--- START ---

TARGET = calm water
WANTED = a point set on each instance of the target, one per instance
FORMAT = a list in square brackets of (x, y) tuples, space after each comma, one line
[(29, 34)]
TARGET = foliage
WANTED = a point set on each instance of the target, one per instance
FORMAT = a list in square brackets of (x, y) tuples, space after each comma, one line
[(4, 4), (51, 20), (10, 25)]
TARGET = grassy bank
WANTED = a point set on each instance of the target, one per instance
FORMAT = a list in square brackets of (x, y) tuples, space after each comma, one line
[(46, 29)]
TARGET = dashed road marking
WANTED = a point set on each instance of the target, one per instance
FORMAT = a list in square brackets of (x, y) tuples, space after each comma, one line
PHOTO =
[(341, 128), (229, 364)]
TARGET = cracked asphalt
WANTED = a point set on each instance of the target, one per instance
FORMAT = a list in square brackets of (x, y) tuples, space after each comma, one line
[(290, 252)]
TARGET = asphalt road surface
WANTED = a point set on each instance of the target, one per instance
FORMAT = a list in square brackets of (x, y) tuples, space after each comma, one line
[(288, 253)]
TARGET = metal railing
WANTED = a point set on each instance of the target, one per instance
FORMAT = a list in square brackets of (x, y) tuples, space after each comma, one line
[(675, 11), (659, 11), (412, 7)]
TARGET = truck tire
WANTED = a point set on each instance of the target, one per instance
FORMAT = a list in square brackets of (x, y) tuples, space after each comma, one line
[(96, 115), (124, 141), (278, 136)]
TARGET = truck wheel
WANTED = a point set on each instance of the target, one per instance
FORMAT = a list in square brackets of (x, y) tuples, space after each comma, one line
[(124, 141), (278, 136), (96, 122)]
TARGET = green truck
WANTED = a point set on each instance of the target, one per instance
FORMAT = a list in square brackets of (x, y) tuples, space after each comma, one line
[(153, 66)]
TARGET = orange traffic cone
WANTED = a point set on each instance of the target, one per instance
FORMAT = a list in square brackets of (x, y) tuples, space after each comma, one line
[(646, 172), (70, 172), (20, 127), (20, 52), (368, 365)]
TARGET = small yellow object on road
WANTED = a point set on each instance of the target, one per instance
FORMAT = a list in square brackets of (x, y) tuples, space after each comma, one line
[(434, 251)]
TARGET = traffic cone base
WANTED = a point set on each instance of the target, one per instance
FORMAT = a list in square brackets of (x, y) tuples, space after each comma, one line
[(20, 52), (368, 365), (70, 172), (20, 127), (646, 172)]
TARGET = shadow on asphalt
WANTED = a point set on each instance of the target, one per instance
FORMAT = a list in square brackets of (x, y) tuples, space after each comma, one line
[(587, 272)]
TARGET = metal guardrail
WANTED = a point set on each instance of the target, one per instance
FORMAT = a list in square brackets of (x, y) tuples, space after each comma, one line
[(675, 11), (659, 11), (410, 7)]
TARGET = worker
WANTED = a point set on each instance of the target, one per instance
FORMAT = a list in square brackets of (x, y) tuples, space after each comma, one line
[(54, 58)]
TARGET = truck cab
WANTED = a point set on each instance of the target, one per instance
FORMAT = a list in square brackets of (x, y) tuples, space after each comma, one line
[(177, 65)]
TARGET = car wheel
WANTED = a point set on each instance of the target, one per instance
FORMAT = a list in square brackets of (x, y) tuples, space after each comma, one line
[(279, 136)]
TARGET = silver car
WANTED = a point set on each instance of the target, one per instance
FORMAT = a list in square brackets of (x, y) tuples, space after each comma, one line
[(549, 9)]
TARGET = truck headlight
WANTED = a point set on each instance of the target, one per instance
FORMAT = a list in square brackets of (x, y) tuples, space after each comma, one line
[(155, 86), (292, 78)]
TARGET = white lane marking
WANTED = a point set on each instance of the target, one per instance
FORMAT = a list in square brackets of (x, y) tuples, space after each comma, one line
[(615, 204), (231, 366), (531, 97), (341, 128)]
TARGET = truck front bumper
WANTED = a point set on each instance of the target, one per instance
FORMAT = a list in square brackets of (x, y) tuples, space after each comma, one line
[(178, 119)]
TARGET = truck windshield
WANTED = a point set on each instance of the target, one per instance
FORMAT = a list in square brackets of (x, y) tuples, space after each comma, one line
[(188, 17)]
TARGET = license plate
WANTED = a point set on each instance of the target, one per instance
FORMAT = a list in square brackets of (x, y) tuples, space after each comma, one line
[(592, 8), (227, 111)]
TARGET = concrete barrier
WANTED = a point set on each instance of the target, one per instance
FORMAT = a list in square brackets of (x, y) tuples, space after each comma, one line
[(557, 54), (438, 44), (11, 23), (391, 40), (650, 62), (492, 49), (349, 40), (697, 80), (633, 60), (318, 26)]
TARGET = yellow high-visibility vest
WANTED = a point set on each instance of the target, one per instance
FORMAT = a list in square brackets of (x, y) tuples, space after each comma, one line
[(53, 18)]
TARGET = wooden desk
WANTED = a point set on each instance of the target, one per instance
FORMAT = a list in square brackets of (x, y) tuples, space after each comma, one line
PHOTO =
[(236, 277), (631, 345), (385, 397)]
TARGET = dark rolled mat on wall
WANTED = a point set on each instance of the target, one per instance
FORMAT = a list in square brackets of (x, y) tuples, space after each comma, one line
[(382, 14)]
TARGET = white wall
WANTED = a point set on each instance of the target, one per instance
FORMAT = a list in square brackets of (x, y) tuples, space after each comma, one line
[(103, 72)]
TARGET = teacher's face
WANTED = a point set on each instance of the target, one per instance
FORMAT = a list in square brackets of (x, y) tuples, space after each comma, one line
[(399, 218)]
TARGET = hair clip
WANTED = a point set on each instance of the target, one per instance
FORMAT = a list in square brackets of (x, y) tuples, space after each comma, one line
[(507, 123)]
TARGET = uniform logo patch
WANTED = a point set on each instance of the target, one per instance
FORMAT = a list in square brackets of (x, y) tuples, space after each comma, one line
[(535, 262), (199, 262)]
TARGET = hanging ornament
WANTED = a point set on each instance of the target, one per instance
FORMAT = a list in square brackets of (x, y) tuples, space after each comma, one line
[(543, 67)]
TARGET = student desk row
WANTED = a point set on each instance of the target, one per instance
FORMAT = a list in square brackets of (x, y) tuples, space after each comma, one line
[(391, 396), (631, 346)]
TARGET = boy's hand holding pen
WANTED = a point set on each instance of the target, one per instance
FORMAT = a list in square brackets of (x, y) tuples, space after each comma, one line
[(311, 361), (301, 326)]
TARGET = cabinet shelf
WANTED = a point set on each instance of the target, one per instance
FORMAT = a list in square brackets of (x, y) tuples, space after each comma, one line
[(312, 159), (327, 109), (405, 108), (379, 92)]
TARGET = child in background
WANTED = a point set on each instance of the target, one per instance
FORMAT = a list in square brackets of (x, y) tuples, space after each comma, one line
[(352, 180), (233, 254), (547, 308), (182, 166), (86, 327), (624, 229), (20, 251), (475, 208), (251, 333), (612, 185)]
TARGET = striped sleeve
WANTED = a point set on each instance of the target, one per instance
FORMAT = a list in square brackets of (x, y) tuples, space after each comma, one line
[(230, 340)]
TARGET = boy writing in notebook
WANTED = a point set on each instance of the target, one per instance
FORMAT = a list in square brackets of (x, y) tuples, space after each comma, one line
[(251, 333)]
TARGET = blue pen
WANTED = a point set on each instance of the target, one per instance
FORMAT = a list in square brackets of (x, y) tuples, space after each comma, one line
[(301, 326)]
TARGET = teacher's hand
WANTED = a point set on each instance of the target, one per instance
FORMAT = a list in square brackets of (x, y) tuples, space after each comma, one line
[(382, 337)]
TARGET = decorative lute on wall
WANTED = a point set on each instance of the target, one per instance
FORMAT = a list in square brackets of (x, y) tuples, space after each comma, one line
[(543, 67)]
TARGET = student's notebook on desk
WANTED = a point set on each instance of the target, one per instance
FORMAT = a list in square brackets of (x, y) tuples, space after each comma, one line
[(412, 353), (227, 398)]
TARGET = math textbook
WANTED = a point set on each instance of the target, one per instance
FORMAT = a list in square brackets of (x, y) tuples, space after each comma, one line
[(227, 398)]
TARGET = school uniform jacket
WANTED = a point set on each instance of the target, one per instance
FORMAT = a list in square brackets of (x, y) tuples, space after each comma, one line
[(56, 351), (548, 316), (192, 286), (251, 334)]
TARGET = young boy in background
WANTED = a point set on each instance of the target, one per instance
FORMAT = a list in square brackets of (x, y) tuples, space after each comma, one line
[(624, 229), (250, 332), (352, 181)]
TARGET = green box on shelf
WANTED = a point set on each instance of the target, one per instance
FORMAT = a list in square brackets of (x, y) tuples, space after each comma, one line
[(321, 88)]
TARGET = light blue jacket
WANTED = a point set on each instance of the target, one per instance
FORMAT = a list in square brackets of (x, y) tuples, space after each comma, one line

--- END ---

• _WHAT TO PRODUCE_:
Reproduce each line of the entries in which the word "desk" is found.

• _RESULT FOR THIS TASK_:
TARGET = wooden desk
TARGET = student desk row
TARGET = student's notebook on desk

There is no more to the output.